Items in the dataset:
---*---

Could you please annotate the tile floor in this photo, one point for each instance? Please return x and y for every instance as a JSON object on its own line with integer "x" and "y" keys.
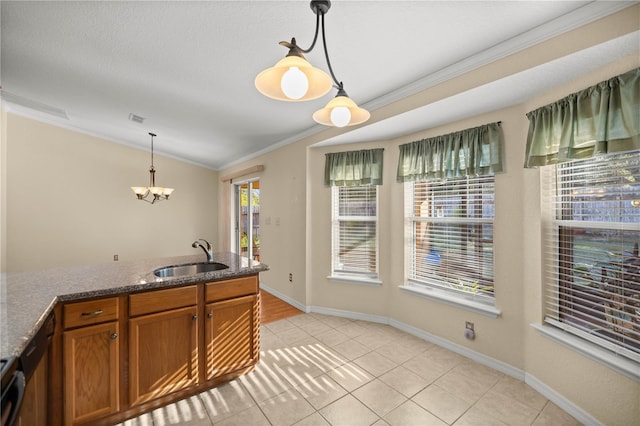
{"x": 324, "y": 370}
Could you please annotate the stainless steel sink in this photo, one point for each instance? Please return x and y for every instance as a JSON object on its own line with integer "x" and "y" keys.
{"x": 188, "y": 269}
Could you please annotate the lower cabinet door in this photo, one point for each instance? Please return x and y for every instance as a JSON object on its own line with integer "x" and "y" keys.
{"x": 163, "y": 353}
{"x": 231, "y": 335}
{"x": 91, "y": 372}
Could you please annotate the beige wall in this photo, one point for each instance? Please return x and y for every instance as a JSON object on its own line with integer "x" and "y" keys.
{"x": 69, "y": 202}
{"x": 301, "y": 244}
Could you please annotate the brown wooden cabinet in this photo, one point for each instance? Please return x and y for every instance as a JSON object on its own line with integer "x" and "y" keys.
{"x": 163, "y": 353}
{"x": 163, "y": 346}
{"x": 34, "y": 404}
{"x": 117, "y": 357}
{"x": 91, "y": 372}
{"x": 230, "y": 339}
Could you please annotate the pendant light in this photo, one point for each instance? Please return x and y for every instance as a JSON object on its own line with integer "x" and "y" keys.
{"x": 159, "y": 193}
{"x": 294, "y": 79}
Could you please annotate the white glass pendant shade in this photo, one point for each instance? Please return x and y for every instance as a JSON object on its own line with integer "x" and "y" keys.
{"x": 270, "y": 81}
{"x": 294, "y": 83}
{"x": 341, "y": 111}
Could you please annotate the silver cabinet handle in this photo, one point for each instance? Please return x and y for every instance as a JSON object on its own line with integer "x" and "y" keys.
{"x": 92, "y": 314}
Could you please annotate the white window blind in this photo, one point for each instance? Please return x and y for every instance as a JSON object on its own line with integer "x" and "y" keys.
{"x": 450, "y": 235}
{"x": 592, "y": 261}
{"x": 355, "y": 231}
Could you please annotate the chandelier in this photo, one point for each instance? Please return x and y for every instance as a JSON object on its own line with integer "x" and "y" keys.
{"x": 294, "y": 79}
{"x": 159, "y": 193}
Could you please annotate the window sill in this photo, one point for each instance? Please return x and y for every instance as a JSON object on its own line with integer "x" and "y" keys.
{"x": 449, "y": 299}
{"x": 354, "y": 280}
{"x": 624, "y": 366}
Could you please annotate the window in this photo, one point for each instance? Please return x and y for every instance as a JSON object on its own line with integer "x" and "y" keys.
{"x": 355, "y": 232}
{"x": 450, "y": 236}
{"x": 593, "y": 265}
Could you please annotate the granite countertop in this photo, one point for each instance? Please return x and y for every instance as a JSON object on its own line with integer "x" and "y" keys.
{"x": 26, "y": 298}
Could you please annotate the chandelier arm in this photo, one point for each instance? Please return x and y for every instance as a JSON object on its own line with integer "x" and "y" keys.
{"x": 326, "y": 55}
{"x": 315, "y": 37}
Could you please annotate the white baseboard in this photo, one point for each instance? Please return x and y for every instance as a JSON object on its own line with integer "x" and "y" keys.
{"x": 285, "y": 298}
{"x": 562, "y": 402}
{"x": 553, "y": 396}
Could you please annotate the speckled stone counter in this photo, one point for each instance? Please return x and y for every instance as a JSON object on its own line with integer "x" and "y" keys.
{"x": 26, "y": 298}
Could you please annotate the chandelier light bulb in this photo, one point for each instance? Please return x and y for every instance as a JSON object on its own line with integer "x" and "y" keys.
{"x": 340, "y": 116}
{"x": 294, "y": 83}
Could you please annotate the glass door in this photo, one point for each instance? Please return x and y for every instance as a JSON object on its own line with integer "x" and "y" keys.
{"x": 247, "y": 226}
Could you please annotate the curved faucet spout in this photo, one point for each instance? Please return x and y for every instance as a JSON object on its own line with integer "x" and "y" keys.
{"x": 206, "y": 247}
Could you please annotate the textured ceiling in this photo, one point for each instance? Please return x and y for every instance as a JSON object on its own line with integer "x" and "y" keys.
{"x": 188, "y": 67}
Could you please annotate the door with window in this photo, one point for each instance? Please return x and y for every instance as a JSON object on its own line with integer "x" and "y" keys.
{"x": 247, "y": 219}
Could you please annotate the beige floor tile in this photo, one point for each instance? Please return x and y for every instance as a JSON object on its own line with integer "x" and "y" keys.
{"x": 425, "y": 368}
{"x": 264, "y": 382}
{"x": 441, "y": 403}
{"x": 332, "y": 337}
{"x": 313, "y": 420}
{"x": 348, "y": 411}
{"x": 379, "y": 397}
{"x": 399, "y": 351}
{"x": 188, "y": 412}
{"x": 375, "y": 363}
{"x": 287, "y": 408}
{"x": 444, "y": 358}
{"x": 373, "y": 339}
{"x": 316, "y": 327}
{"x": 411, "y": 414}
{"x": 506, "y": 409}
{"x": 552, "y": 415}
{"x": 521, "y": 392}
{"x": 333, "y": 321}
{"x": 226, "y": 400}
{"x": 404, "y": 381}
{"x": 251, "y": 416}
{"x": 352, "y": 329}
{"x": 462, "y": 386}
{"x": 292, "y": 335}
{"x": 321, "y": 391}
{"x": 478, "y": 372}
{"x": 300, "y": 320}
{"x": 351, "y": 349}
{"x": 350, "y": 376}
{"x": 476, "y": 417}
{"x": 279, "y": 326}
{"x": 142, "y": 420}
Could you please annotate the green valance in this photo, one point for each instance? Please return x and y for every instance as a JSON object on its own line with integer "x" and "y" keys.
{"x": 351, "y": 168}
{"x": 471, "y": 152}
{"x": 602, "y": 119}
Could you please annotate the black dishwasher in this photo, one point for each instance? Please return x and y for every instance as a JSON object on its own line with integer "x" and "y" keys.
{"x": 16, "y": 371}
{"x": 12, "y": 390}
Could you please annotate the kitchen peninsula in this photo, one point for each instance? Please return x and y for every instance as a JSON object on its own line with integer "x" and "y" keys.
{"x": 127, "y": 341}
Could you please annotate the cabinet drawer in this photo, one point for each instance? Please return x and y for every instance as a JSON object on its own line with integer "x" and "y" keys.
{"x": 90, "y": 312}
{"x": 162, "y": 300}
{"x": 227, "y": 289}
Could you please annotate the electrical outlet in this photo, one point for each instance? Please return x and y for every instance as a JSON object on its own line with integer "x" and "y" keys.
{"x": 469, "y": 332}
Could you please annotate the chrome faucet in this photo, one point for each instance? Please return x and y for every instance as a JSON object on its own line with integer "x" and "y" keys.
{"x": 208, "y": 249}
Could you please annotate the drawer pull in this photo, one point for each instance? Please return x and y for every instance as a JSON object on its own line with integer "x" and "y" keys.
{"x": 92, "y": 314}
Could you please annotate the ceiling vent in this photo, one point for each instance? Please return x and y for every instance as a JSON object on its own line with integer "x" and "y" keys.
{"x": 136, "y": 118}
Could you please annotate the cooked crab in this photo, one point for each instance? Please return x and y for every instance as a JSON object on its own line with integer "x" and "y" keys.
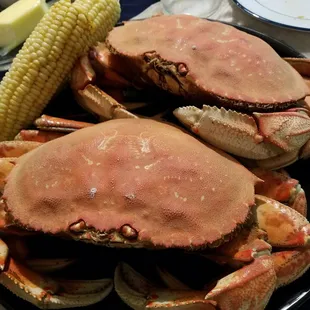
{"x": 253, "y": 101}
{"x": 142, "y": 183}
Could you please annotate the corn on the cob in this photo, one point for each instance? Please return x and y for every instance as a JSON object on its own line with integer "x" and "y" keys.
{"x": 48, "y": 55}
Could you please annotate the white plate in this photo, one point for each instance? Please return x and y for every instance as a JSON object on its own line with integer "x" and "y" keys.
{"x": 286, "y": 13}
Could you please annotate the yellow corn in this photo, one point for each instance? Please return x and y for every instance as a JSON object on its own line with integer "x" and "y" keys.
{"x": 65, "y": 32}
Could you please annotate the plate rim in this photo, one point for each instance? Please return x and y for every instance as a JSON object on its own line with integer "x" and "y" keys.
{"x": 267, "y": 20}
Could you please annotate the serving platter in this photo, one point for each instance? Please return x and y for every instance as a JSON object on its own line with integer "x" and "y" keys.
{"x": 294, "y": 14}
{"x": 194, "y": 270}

---*---

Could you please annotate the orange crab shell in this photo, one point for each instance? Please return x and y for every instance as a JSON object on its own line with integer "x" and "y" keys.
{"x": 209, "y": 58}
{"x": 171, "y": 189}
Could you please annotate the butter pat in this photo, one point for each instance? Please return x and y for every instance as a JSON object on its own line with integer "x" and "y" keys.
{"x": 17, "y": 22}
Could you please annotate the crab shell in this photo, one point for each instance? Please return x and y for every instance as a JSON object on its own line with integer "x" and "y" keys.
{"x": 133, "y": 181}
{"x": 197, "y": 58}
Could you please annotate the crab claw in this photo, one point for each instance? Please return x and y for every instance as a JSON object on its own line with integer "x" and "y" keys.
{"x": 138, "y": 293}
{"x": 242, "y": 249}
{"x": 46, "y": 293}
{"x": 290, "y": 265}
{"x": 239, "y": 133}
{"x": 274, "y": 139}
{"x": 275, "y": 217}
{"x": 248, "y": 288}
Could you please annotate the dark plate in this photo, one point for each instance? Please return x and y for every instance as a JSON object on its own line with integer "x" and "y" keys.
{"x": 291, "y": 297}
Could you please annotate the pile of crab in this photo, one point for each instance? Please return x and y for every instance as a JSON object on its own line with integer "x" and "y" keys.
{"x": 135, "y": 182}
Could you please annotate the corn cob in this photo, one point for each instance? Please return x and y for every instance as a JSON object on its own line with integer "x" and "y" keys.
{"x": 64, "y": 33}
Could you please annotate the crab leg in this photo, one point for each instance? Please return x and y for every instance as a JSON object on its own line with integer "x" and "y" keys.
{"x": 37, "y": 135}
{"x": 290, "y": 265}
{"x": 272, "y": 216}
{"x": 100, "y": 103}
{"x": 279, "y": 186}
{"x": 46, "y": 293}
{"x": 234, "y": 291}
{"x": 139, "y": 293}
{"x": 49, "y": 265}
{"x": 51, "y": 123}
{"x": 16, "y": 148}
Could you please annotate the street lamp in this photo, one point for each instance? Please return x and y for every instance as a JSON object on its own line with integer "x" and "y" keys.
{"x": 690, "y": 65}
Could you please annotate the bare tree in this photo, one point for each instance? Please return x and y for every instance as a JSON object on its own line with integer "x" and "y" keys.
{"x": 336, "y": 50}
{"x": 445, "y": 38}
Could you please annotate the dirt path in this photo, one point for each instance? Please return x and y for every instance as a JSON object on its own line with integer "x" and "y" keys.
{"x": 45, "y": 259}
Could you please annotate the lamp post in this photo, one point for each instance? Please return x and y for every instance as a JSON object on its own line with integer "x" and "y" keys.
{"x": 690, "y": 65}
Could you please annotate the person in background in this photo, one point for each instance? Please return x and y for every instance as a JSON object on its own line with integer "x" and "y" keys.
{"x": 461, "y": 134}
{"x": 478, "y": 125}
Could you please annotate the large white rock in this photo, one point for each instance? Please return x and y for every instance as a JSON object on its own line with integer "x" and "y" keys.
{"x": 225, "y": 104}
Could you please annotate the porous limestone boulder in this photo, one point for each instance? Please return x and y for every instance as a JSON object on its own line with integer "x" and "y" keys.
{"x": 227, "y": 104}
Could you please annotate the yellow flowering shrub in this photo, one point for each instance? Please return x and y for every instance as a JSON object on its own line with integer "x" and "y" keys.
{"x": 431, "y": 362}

---*---

WRITTEN INSTRUCTION: Locate each line in the items above that contains the word "cabinet" and copy those lines out. Case counts when matching.

WRITTEN RESPONSE:
Could you please annotate the lower cabinet door in this photo, one point for each instance? Please return x and y for every instance as a JSON object on its own line with integer "x" and "y" keys.
Could you please annotate the brown wooden cabinet in this photo, one point for each instance? Please return x and y for every instance as a JSON object on its own line with integer "x" and "y" keys.
Could you please annotate the silver cabinet handle in this photo, one point for each instance? Please return x and y for every instance as a JSON object on its own line with integer "x" and "y" keys.
Could you please annotate the cabinet drawer in this photo, one point for each instance? Please return x and y for every instance as a JSON object on its own line with integer "x" and "y" keys.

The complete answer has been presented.